● Directive:
Which lines below contain the string "facade"? Extract every one of them, treating uppercase and lowercase as different.
↓
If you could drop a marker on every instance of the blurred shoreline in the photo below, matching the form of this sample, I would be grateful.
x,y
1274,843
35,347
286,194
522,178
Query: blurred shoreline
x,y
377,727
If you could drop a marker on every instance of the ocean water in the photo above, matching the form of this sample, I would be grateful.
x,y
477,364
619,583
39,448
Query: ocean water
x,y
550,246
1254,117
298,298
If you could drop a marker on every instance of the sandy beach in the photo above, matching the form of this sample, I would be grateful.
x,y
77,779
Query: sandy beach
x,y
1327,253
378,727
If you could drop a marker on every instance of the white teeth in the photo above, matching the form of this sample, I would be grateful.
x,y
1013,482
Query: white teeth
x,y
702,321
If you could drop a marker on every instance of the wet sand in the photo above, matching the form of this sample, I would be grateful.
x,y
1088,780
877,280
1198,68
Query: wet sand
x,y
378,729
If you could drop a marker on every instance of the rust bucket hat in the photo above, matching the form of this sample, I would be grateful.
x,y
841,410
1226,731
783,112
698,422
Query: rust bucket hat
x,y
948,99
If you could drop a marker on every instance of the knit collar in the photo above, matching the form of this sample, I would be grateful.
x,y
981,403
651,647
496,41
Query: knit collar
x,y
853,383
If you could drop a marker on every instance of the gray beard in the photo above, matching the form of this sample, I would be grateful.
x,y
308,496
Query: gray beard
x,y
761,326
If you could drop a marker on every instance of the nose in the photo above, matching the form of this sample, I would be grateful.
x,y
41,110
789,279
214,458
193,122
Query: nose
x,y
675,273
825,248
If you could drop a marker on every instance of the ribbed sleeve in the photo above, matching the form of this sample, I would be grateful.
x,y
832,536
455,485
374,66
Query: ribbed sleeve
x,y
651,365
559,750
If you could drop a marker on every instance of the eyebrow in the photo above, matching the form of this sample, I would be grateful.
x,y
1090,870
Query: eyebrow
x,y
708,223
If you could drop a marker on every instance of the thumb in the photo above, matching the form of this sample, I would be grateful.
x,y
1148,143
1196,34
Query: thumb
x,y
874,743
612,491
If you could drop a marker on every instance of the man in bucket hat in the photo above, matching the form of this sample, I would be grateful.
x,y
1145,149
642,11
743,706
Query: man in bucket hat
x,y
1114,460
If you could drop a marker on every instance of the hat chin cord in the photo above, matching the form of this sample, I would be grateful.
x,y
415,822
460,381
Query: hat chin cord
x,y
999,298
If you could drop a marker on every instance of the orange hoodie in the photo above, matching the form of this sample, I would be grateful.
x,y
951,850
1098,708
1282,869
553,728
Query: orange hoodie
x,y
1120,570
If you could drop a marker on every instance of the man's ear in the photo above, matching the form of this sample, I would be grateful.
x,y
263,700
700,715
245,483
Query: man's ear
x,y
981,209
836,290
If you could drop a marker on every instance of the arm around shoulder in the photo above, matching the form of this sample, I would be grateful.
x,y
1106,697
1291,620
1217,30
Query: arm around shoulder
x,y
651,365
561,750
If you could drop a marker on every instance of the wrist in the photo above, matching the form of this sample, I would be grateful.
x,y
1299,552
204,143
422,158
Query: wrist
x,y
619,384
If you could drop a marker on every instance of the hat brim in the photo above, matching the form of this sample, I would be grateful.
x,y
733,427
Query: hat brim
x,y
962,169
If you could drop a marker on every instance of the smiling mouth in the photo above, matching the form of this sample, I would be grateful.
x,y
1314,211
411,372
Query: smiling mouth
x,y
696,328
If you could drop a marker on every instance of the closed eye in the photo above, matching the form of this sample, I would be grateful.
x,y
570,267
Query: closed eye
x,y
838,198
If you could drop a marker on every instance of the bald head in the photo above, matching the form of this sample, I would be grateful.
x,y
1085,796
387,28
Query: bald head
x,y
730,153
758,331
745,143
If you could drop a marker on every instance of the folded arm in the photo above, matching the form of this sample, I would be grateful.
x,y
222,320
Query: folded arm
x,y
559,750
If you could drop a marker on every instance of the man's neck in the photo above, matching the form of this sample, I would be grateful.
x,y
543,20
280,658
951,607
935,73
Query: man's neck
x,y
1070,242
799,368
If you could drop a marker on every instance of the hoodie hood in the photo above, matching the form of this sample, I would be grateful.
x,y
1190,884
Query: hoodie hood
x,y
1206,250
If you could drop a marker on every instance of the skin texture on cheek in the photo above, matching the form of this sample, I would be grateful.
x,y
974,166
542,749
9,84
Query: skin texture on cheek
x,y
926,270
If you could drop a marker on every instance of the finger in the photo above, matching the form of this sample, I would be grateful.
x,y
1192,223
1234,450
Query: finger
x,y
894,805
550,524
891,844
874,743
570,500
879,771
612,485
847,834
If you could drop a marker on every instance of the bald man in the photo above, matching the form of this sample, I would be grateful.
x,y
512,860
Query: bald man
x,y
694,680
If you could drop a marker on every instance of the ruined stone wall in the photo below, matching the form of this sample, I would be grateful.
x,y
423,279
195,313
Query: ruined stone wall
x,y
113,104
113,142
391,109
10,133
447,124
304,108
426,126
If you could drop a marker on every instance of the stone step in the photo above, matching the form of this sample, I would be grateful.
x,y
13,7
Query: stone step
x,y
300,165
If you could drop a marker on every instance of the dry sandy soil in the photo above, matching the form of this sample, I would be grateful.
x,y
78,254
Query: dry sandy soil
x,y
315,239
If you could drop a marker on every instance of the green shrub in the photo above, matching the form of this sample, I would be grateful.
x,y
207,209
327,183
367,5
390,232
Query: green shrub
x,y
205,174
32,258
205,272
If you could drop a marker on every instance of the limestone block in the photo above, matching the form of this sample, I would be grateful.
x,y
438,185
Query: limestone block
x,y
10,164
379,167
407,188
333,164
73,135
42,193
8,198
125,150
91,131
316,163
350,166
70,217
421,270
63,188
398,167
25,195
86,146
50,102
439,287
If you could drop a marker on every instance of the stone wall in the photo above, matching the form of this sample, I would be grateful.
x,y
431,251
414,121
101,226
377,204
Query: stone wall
↑
↓
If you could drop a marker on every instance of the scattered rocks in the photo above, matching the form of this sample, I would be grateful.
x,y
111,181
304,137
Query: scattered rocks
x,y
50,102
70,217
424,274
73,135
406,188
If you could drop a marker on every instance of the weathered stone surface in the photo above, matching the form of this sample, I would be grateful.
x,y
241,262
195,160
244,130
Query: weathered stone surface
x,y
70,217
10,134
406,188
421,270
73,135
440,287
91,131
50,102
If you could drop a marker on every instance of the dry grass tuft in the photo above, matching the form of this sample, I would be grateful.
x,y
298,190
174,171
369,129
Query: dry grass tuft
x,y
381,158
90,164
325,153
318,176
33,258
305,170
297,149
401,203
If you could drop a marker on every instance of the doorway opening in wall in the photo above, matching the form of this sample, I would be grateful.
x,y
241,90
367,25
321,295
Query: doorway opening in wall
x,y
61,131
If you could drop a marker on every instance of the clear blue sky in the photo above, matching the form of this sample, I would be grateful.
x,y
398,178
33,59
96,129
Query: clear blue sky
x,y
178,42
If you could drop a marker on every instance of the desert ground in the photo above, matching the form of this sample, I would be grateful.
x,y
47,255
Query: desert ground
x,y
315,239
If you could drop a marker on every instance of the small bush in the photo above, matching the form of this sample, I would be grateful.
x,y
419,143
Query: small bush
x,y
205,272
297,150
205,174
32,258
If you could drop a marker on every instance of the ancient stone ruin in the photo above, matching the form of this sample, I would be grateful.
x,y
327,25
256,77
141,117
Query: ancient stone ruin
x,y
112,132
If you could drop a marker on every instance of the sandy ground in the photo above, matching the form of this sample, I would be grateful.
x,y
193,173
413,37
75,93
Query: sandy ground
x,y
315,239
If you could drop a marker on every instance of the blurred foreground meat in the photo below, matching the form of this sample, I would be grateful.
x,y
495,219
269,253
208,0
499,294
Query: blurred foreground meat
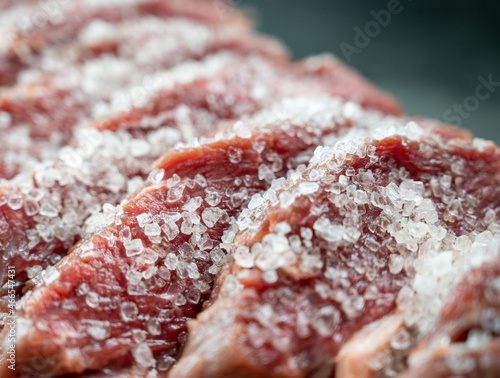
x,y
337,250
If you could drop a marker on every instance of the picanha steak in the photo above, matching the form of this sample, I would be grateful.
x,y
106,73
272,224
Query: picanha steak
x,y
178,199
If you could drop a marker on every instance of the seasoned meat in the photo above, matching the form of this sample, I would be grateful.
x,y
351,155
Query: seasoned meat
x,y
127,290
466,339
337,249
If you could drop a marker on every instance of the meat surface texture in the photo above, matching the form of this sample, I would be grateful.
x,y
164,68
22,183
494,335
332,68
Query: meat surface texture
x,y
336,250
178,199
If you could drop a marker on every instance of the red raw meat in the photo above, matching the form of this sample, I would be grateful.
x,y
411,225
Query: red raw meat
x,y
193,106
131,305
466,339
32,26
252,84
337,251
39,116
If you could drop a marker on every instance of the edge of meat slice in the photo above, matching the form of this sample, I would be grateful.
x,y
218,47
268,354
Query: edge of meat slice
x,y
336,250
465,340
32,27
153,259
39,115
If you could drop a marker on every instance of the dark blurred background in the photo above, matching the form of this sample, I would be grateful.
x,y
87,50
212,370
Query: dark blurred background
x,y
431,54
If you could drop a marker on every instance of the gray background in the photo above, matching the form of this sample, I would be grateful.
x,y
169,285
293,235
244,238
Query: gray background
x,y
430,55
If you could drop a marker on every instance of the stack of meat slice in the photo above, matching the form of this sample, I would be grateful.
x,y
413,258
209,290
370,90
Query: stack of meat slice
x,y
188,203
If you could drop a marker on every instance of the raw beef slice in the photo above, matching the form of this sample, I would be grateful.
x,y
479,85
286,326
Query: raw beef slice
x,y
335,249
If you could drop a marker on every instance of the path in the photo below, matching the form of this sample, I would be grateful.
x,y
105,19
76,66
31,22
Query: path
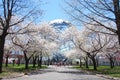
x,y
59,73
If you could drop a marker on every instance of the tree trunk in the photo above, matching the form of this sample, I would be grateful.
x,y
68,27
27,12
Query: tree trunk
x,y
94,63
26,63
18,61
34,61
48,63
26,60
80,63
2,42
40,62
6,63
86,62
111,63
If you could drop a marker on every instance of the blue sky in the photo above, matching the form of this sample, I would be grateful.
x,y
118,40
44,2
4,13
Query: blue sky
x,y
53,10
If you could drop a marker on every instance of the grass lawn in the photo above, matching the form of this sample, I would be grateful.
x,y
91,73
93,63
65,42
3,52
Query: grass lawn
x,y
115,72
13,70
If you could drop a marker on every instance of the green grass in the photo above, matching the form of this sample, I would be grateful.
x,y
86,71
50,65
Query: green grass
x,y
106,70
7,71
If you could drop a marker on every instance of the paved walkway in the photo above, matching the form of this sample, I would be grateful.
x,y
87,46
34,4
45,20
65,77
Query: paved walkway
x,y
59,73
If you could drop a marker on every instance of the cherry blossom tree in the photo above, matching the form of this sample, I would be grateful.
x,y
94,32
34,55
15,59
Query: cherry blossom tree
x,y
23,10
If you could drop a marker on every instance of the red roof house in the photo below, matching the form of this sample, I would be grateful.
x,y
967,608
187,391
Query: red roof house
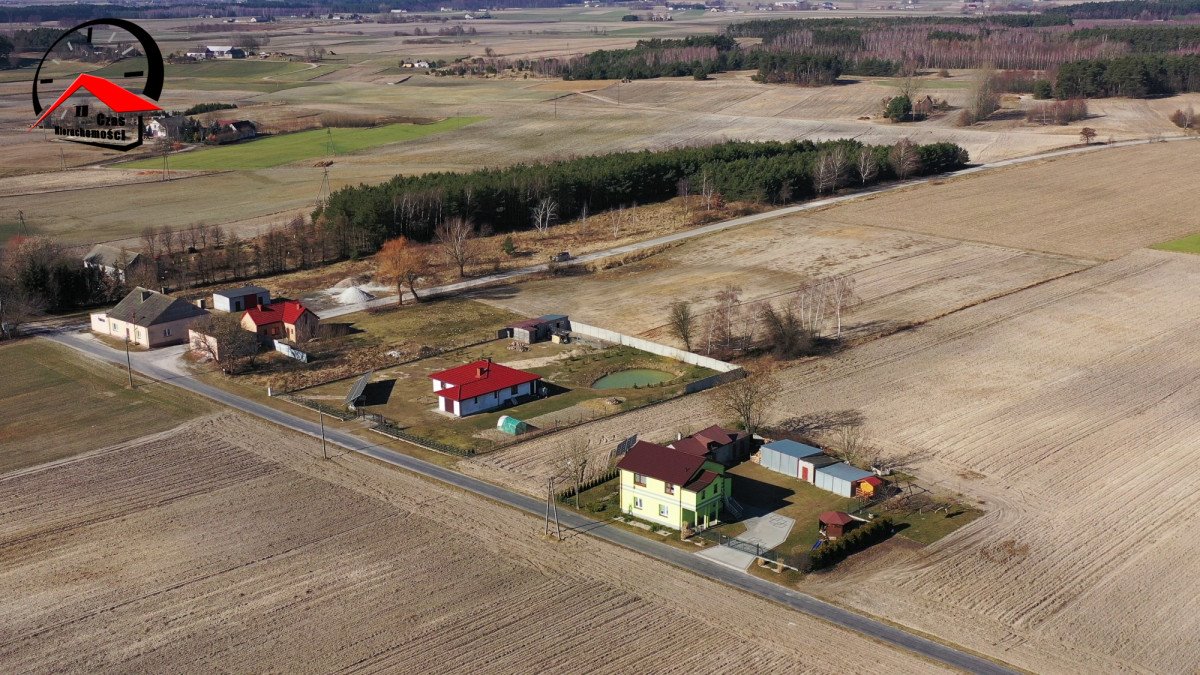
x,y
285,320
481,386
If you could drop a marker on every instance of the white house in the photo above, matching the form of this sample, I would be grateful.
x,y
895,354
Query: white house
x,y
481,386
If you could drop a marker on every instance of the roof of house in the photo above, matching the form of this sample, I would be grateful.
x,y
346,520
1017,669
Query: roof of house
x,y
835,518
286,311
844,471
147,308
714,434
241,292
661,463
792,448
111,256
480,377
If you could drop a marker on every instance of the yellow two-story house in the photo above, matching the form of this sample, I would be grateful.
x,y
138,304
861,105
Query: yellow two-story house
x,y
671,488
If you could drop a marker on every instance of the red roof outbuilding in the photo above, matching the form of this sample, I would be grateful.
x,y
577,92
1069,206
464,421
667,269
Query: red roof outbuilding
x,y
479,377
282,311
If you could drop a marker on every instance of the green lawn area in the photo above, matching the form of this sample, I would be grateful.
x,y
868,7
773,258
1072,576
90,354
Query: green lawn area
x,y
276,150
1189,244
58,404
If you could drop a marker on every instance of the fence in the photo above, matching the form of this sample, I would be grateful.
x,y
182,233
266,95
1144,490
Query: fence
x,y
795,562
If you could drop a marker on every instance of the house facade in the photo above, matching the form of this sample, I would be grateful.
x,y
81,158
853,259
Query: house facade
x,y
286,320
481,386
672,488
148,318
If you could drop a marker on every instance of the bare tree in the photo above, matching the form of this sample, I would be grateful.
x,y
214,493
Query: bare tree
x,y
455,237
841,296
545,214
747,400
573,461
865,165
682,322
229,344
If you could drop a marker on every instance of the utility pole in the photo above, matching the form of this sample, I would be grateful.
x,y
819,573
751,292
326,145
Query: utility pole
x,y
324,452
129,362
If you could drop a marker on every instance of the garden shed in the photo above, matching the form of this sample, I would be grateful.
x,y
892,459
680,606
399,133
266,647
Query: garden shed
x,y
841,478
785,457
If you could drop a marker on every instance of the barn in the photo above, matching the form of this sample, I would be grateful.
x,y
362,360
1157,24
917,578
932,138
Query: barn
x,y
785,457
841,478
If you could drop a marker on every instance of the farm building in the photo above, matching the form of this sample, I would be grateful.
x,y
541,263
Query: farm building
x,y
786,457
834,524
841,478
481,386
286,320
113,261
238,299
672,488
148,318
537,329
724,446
↑
● Solution below:
If you could drop a marker on every instance of the house facade in the photo above, matching the form of this sample, I would be grateful.
Query: house facade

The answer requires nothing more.